◆ **Extract provided**
········
You may have heard about large severance packages going to prominent people, but unless you’re way up in a company, it’s not very likely that you will receive a huge amount of compensation. Read on to find out some ways to make sure you can get a good deal.
1. Employment Contracts
Typically, any employment contracts you signed when you were hired will dictate how much you’re going to get and how it will be paid out. You might receive the money all at once or paid out in monthly installments. If you’re in a union, a collective agreement might dictate how much you get, and how.
2. Ontario Courts
In Ontario, a judge is most likely to award you one month of pay for each year of service to a certain maximum, usually between 24 and 30 months. The details of your case will determine how much you are awarded. Beyond that, there are some things you can do to make sure you receive the highest possible settlement.
3. Talk to an employment lawyer
Find an employment lawyer you can trust who has employment law experience. Most will offer a free consultation to help you figure out what your options are, and what rights you may have. After this it will be easier to decide if you need to hire legal representation.
4. Keep detailed records
It’s crucial to keep track of any job searches you’ve done, expenses you incur for getting to job interviews or printing resumes, and costs for any career counselling you undertake.
5. Get statutory payments first
In Ontario you are legally entitled to minimum termination and severance payments. Any money you receive will hopefully allow you to relax to negotiate an appropriate wrongful dismissal settlement. Don’t rush into an agreement because you’re short on cash!
6. Exercise stock options
Any stock options must remain valid for the rest of your notice period. If, however, your boss says the stock options expire shortly after termination, you need to exercise the options and track how the stock progresses through the notice period. You might be entitled to any positive differences.
········
◆ **Problem A**
In the severance pay guide, replace "judge" with "court" and write out the passage starting at "2. Ontario Courts" and ending at "counselling you undertake.".
◆ **Problem B**
Pick up the severance pay guide after its last sentence and continue it.
········
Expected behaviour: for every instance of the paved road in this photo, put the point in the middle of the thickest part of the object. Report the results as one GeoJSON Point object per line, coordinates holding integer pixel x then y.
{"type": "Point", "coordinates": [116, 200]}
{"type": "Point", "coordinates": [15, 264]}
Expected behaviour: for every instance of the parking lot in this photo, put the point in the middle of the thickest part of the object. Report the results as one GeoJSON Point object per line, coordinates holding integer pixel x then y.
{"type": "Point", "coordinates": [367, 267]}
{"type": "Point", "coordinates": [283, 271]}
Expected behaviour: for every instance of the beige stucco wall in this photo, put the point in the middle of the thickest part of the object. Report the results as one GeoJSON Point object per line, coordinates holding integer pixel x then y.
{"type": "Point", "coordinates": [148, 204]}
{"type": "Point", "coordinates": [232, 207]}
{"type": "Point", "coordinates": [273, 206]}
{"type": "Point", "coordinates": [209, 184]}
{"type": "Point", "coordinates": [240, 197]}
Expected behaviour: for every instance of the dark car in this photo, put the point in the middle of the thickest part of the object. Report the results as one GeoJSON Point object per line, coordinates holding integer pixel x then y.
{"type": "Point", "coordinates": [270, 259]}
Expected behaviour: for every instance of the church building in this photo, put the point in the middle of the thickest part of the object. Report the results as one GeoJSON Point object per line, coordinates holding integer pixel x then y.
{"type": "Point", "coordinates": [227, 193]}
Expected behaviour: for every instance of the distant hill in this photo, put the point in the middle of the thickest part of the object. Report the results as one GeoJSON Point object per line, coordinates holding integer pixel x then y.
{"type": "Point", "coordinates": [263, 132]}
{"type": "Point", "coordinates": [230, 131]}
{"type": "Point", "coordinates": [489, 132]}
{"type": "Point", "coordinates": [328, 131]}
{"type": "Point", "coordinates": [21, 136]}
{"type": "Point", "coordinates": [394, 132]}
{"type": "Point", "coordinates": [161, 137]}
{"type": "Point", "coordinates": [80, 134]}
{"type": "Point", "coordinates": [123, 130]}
········
◆ **Exercise result A**
2. Ontario Courts
In Ontario, a court is most likely to award you one month of pay for each year of service to a certain maximum, usually between 24 and 30 months. The details of your case will determine how much you are awarded. Beyond that, there are some things you can do to make sure you receive the highest possible settlement.
3. Talk to an employment lawyer
Find an employment lawyer you can trust who has employment law experience. Most will offer a free consultation to help you figure out what your options are, and what rights you may have. After this it will be easier to decide if you need to hire legal representation.
4. Keep detailed records
It’s crucial to keep track of any job searches you’ve done, expenses you incur for getting to job interviews or printing resumes, and costs for any career counselling you undertake.

◆ **Exercise result B**
7. Keep track of your benefit costs
Coverage for any employee benefits have to continue for the period of statutory notice but not always for the extended notice period set out in common law. Your lawyer can help advise you on how that will work, but in the meantime, hold on to any receipts for dental, health, or other benefits you pay for during the notice period.
8. Medically document mental distress claims
If you plan to claim damages for mental distress in a wrongful dismissal case, you have to be able to prove how the distress affected your life. Visit a doctor or psychiatrist and make sure his or her notes show the reason for your condition.
9. Record anything that is owing to you
If you’re a sales person, you might have outstanding commissions owed to you. If your employer doesn’t show that you have any pending commissions after you leave, make sure you take good notes before you forget about the sales.
10. Don’t panic
In many cases, people don’t know they’re entitled to mandatory minimums under the law and will sell off their assets or take a horrible offer while under the impression they will be bankrupt if they don’t. Further to that, don’t file a claim with the Ministry of Labour for termination and severance pay; once you do that, you will forfeit any right to sue for more money under common law damages for wrongful dismissal.
Always talk to an employment lawyer first!